Vroeger moest ik dat doen vanuit een telefooncel, maar nu was ik gans alleen
thuis en kon ik dat doen vanuit mijn zetel. Alleen moest ik oppassen voor
Sven, die zeer geheimzinnig begon te doen en op onverwachte momenten
stilletjes op zijn tenen mijn huis binnenwipte en meestal de trap opging. Hij
sprak geen woord meer tegen mij. Het bleef voor mij een raadsel wat hij
telkens kwam doen. Tot wanneer ik in de living per toeval wat gerief nodig
had uit een kleine kast. Ik deed een luikje open, nam het gerief en op het
moment dat ik het luikje weer dichtklapte, viel het me in een flits op dat er
iets ontbrak. Nochtans, ik ben geen detaillist en dat is ten andere ook te
zien in mijn schilderijen. Ook in het leger liet ik de details altijd over
aan mijn manschappen. Ik opende terug het luikje en toen merkte ik het: er
ontbrak een kleurrijk gegraveerd doosje. In die tijd had Monique de gewoonte
om al haar gouden sieraden in dat doosje te bewaren. En dat was nu weg! Ik
was er direct zeker van dat mijn zoon Sven de dader was en dat MM de
opdrachtgeefster was. De eerste keer dat hij terug in mijn huis naar binnen
sloop, gaf ik hem één en slechts één dag om al het goudwerk terug te brengen.

........

> **Opdrachten uitvoeren**:
1. Beantwoord kort deze vragen over de tekst over het verdwenen doosje:
(a) Van waaruit moest de ik-figuur dat vroeger doen?
(b) Wat bewaarde Monique in die tijd in het doosje?
(c) Hoeveel tijd kreeg Sven om het goudwerk terug te brengen?
2. Schrijf de tekst over het verdwenen doosje verder, vanaf waar hij ophoudt.
De gegevens hieronder hebben niets met de tekst over het verdwenen doosje te maken.

Gegevensoverzicht
........

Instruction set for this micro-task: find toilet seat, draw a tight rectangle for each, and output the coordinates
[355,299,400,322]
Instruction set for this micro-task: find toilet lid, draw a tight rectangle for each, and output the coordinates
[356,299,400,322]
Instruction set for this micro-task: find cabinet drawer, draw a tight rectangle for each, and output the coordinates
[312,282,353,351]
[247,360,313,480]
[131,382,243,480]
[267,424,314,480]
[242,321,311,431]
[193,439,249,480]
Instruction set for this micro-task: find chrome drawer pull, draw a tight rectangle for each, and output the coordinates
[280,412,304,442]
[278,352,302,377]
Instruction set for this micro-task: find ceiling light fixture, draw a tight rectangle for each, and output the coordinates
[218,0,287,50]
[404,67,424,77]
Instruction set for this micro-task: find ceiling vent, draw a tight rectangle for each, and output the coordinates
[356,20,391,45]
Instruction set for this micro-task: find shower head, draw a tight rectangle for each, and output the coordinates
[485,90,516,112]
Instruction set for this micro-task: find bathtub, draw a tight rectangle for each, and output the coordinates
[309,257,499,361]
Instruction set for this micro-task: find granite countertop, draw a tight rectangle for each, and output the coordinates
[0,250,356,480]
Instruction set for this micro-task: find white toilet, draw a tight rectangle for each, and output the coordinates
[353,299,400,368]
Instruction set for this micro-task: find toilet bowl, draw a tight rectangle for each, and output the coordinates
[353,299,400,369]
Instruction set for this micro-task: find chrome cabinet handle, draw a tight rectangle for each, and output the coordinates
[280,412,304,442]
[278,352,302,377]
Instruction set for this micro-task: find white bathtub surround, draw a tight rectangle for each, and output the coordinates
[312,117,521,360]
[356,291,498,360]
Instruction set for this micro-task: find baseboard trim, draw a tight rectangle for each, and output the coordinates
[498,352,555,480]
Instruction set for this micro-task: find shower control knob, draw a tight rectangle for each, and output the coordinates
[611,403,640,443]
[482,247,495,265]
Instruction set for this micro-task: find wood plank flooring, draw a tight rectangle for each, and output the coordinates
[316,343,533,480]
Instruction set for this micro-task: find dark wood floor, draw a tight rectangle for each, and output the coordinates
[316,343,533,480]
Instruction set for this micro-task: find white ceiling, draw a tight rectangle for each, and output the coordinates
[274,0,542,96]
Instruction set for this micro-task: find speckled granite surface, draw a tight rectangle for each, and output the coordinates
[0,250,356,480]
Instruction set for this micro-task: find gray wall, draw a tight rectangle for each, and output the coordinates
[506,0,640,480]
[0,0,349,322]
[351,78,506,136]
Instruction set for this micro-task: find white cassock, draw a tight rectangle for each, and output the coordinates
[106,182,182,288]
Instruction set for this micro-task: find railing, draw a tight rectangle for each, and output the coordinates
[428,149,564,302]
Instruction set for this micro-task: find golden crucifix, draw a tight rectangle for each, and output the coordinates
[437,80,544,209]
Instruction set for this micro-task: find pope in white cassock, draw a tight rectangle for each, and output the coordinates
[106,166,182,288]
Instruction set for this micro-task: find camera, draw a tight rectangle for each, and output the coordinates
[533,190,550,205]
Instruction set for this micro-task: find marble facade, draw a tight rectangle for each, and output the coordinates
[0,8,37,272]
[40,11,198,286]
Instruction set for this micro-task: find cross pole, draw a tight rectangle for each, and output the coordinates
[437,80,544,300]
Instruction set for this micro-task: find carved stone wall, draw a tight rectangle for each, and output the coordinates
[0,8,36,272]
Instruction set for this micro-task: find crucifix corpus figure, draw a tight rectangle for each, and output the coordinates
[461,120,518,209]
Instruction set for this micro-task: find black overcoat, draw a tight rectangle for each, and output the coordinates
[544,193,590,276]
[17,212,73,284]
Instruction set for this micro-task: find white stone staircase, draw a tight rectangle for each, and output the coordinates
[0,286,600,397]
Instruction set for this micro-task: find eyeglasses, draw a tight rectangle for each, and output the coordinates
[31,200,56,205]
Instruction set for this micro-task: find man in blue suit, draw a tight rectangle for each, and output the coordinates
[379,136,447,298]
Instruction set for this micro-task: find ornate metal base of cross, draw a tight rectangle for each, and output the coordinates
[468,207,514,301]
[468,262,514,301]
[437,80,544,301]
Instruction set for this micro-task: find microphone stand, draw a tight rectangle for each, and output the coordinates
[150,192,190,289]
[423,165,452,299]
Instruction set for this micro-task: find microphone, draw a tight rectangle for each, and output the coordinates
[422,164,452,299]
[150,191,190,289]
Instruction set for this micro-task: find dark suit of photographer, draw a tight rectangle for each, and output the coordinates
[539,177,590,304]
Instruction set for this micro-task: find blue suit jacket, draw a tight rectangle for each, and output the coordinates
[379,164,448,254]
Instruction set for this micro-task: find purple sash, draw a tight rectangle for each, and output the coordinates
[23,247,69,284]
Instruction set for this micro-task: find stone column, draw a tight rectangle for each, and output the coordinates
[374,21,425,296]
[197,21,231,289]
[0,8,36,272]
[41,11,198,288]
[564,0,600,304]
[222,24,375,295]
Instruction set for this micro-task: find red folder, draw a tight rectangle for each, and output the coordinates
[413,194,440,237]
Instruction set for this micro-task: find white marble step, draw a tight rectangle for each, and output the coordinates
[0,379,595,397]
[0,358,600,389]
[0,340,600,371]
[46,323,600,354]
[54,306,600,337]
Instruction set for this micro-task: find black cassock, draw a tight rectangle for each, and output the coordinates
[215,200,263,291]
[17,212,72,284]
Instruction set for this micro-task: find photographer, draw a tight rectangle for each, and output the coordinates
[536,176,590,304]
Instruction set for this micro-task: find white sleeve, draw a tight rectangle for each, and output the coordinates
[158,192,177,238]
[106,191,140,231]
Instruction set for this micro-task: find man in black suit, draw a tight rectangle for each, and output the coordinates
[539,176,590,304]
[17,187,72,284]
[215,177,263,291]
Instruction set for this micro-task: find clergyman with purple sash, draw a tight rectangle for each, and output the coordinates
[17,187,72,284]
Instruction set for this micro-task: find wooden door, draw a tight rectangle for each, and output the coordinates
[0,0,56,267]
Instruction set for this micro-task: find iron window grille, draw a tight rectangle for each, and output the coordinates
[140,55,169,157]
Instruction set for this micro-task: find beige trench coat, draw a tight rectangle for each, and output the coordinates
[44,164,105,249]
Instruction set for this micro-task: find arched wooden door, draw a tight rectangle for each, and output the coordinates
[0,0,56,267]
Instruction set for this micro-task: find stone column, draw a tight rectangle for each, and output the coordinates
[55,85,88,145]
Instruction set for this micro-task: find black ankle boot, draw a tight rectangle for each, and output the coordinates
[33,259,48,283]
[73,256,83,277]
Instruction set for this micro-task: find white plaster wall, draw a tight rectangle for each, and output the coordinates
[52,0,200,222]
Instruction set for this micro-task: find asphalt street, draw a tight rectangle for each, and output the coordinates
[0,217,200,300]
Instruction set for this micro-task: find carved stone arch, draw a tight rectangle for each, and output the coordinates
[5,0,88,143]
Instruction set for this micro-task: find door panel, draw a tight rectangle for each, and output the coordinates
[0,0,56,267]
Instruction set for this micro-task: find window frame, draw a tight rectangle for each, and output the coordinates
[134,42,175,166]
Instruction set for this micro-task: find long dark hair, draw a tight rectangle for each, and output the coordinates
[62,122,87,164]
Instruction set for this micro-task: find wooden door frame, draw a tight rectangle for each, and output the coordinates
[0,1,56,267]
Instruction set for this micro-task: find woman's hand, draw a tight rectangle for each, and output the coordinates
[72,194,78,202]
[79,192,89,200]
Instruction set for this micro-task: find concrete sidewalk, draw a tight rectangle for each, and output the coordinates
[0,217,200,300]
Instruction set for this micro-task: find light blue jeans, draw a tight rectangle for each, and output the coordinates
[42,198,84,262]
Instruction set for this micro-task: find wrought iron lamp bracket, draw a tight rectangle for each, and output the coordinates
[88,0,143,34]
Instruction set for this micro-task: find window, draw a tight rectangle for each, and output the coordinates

........

> **Antwoorden opdrachten**:
1.
(a) Vanuit een telefooncel.
(b) Al haar gouden sieraden.
(c) Eén en slechts één dag.

2.
De dag nadien, op 5 september, had hij mijn order al uitgevoerd. Maar ik was
gewaarschuwd: ‘ze’ wisten dus blijkbaar ook al dat Monique ging sterven en
waren nu op strooptocht… “ VERHOOGDE
SPANNING “Halverwege
september 1992 werd Timi extra bang voor haar ouders. Dat betekende voor mij
de start voor het opmaken van een paar ‘operatieplannen’ voor Timi’s vertrek
uit haar ouderlijk huis. Operatieplannen zoals ik bij het leger gewoon was
met opgave van de toestand, de opdracht, de uitvoering, enzovoort. Want
tijdens de operatie mocht hoegenaamd niets mislukken. Het werd voor Timi
duidelijk dat ze niet lang meer mocht wachten. Gineï begon immers te
vermoeden dat er tijdens de boodschappen die we voor haar deden, tussen Timi
en mij meer was gegroeid dan alleen maar gewone vriendschap en ze zou er
alles aan doen om haar ‘vaste kostwinner’ niet te verliezen. Timi vertelde me
zelfs dat ze zich had moeten verzetten tegen oneerlijke opdrachten van Gineï.
‘Om me ongeschikt te maken voor officiersvrouw’, legde Timi me uit. Ook was
Gineï onverwachts begonnen met onze dagelijkse telefoongesprekken af te luisteren.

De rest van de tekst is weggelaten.